# Passage provided
+ + + +

Dystopia art

Predicting the End of the World

Playboy examines Fernando Montiel Klint’s vision of near-future dystopia

It’s our natural inclination as humans to improve ourselves. This was long understood as a practical effort, focused around advancing the systems and tools that support us. One would expect this solution-oriented ideology to hold under looming threats of climate change, exploitative capitalism and a mercurial president. But instead, faced with obstacles that seem so vast and impenetrable, we grow fatigued and slowly lose our autonomy. We use paper straws and take social media breaks, mild acts of quasi-resistance that hardly scour the surface.

It seems as if humanity is perennially teetering on the edge of apocalypse. But the current threat of the future differs from the idea of total annihilation that brought on Y2K hysteria or the specificity of nuclear anxiety in the ‘80s. The horror isn’t that the world is ending, it’s that we’re going to have to continue living in it. Visions of dystopia grapple with the “hyperobject,” a term coined by theorist Timothy Morton to describe a boundless force beyond comprehension. But while the future is vague and the threats are multifarious, the effects of technology have become crucial to the conversation.

Fernando Montiel Klint’s ongoing DISTOPIA photo series exaggerates our submission, set in a post-civilization near-future, a techno-dystopia. Beautiful humanoids stand in our place, carefully engineered for this new reality. They look ageless, cloaked in iridescent pinks and blues. Their eyes are pale and vacant, but their gaze reads intense and expectant. There’s a silver-haired woman, wielding chopsticks over plate of colorful pills. A cyborg wears a silver hooded rain jacket, exposing only its face. One portrait leaves the impression of a futuristic fashion pictorial. Its subject appears genderless with windswept blond hair and baby pink lips, wearing only a metallic choker and a computer chip planted in their bare chest.

+ + + +

# Extracted data rows
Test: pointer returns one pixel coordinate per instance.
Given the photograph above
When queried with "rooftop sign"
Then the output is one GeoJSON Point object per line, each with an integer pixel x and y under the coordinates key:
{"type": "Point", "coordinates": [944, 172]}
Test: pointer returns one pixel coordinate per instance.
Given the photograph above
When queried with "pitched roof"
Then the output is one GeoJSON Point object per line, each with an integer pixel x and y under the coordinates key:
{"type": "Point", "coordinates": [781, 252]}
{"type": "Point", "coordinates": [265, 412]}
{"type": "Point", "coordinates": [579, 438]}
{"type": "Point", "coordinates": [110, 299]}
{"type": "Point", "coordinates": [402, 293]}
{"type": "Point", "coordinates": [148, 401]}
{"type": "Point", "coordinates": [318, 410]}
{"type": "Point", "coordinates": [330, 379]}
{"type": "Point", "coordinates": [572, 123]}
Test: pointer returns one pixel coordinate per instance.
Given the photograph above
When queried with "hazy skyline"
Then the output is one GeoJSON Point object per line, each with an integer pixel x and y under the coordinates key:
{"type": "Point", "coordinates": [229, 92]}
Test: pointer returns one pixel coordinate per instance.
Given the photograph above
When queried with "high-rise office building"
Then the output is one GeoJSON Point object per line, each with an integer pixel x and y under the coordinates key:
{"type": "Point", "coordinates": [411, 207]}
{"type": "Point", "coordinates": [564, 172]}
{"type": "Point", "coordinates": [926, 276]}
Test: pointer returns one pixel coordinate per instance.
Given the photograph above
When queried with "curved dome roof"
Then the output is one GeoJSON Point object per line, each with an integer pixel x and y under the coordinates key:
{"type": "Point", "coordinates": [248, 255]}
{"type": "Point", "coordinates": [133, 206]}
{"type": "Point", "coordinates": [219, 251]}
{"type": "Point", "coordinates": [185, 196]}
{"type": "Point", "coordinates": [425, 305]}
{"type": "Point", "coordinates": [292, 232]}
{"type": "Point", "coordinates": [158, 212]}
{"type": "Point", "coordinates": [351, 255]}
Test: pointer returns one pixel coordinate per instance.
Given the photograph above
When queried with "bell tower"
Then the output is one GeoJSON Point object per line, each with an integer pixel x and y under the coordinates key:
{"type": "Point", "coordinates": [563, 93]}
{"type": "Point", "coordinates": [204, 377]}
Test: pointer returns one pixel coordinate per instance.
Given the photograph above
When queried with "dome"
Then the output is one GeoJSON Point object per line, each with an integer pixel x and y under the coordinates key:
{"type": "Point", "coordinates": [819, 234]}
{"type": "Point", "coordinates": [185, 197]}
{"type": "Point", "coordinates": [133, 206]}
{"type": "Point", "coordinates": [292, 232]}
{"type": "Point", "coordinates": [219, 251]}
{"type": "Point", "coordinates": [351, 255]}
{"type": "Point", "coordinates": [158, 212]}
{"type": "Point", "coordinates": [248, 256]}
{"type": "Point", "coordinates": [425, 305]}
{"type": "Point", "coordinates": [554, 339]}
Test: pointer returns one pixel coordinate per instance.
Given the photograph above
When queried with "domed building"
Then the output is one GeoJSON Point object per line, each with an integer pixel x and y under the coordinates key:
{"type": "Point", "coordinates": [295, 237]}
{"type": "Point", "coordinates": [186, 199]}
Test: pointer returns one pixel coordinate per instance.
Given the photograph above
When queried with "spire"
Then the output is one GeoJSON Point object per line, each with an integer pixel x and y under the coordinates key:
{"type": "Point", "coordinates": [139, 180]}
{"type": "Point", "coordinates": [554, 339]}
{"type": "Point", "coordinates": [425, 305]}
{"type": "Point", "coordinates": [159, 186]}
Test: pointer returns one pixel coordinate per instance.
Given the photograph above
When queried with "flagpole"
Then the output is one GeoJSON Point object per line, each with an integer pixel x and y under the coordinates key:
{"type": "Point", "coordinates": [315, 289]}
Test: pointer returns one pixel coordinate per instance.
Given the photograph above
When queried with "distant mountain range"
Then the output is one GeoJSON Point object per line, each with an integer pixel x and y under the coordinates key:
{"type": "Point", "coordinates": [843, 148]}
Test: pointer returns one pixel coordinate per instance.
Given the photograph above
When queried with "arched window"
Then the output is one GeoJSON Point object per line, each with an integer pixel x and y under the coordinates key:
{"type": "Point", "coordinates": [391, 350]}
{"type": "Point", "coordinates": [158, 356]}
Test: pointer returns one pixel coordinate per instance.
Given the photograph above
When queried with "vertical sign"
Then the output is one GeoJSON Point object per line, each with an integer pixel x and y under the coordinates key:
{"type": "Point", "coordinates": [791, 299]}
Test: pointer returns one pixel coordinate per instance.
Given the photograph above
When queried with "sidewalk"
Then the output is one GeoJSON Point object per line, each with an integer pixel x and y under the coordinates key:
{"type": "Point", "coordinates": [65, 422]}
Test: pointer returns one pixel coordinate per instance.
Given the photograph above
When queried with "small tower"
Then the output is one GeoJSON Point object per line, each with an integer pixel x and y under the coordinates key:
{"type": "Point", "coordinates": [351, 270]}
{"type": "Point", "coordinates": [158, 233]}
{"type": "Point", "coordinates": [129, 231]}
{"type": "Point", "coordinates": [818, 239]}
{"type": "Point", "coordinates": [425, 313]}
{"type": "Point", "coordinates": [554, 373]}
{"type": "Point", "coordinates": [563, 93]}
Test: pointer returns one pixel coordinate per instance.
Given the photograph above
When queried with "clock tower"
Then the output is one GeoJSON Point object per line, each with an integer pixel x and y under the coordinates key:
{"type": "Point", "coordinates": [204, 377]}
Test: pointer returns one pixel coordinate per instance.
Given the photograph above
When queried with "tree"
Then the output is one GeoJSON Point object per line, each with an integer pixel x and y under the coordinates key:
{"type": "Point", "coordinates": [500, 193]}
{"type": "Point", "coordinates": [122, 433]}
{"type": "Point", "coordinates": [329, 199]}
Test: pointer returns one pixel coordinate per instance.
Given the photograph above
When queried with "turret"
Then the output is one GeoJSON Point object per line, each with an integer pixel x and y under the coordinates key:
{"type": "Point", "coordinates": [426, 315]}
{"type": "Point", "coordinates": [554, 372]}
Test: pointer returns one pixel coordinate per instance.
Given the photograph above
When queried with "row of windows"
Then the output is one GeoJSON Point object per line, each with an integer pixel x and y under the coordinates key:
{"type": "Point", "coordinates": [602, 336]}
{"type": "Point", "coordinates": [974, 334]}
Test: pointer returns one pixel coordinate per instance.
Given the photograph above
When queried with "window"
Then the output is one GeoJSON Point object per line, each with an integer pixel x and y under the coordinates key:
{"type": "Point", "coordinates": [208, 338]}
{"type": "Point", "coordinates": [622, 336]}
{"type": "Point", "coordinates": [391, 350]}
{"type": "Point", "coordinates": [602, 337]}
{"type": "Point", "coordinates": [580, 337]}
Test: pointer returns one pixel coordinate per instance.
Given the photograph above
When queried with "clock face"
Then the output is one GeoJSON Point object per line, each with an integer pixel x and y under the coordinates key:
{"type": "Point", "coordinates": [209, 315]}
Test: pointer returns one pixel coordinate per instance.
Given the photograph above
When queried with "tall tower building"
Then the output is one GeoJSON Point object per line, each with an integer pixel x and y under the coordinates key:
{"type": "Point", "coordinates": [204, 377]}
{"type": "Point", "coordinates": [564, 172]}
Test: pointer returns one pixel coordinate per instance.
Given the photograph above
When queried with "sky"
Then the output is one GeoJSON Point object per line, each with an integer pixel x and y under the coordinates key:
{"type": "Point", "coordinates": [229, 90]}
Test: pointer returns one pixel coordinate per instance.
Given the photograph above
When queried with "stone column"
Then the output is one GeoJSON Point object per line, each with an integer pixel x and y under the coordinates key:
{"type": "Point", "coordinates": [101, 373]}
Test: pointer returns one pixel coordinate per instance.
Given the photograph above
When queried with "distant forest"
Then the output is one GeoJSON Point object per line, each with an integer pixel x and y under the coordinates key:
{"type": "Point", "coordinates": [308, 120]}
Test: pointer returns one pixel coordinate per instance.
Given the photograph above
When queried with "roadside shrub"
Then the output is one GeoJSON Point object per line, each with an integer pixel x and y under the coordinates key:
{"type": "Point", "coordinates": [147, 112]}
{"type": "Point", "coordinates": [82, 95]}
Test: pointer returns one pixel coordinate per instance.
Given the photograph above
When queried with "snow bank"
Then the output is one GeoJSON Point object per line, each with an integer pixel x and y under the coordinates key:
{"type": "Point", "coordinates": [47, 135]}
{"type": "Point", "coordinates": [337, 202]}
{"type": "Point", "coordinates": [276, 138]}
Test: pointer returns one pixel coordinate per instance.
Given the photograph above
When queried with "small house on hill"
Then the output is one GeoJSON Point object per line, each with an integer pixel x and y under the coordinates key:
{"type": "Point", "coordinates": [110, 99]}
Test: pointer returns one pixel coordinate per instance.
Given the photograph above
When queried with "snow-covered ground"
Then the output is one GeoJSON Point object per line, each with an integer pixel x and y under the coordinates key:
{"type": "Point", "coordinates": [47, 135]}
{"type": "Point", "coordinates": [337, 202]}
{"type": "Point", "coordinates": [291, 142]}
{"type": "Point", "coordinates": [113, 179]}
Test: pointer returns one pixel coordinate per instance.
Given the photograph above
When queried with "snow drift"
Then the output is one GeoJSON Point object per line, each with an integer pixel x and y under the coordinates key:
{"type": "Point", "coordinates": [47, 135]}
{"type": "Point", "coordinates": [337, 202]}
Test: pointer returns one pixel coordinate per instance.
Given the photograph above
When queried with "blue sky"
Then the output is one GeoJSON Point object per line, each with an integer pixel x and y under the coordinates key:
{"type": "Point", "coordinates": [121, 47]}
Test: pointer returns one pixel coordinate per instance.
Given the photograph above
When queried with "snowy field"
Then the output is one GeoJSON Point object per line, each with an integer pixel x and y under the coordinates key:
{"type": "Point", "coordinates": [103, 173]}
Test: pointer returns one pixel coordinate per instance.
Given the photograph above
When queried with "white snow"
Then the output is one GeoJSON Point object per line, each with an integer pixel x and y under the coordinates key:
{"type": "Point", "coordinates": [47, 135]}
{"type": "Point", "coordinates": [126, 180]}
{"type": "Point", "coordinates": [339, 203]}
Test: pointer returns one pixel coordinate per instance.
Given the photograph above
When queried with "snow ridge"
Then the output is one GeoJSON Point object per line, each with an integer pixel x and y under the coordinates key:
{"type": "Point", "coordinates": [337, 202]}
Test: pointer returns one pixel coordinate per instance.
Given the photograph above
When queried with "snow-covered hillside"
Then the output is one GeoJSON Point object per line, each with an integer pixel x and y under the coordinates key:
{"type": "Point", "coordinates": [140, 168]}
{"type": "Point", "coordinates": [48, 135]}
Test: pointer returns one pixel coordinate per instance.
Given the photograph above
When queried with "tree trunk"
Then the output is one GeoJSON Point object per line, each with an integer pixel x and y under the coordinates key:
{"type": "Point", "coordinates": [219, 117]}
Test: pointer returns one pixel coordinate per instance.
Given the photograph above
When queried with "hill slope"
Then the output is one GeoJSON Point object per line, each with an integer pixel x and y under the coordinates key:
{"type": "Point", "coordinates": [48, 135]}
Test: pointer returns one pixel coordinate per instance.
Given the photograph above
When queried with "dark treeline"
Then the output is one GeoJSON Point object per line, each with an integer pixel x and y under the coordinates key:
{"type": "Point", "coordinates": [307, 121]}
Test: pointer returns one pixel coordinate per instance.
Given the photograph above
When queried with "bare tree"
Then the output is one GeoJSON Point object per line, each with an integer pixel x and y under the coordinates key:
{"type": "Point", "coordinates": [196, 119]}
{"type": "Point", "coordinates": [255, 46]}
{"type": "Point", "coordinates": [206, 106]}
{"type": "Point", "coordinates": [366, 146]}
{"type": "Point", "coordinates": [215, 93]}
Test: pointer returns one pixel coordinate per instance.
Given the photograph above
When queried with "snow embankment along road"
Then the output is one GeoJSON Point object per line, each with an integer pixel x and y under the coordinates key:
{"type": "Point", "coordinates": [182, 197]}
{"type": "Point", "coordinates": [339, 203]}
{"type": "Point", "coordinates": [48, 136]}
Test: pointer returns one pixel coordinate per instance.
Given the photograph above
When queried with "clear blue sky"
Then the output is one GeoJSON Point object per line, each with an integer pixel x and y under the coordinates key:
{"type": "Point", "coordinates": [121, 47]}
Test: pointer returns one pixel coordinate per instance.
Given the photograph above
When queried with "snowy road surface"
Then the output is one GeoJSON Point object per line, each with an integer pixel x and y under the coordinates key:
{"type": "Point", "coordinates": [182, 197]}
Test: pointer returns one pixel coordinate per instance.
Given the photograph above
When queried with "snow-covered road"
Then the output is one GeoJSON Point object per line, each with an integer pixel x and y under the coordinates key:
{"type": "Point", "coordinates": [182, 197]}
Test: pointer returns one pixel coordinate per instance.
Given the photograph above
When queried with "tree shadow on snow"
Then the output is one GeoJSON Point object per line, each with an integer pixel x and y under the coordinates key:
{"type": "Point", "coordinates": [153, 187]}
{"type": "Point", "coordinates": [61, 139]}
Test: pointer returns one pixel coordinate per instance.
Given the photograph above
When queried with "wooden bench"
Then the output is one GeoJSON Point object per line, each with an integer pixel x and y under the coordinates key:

+ + + +

# The task
Reproduce the dystopia art passage word for word from "It seems as" to "to the conversation.". These rows were drawn from a separate source.

# Solution for this task
It seems as if humanity is perennially teetering on the edge of apocalypse. But the current threat of the future differs from the idea of total annihilation that brought on Y2K hysteria or the specificity of nuclear anxiety in the ‘80s. The horror isn’t that the world is ending, it’s that we’re going to have to continue living in it. Visions of dystopia grapple with the “hyperobject,” a term coined by theorist Timothy Morton to describe a boundless force beyond comprehension. But while the future is vague and the threats are multifarious, the effects of technology have become crucial to the conversation.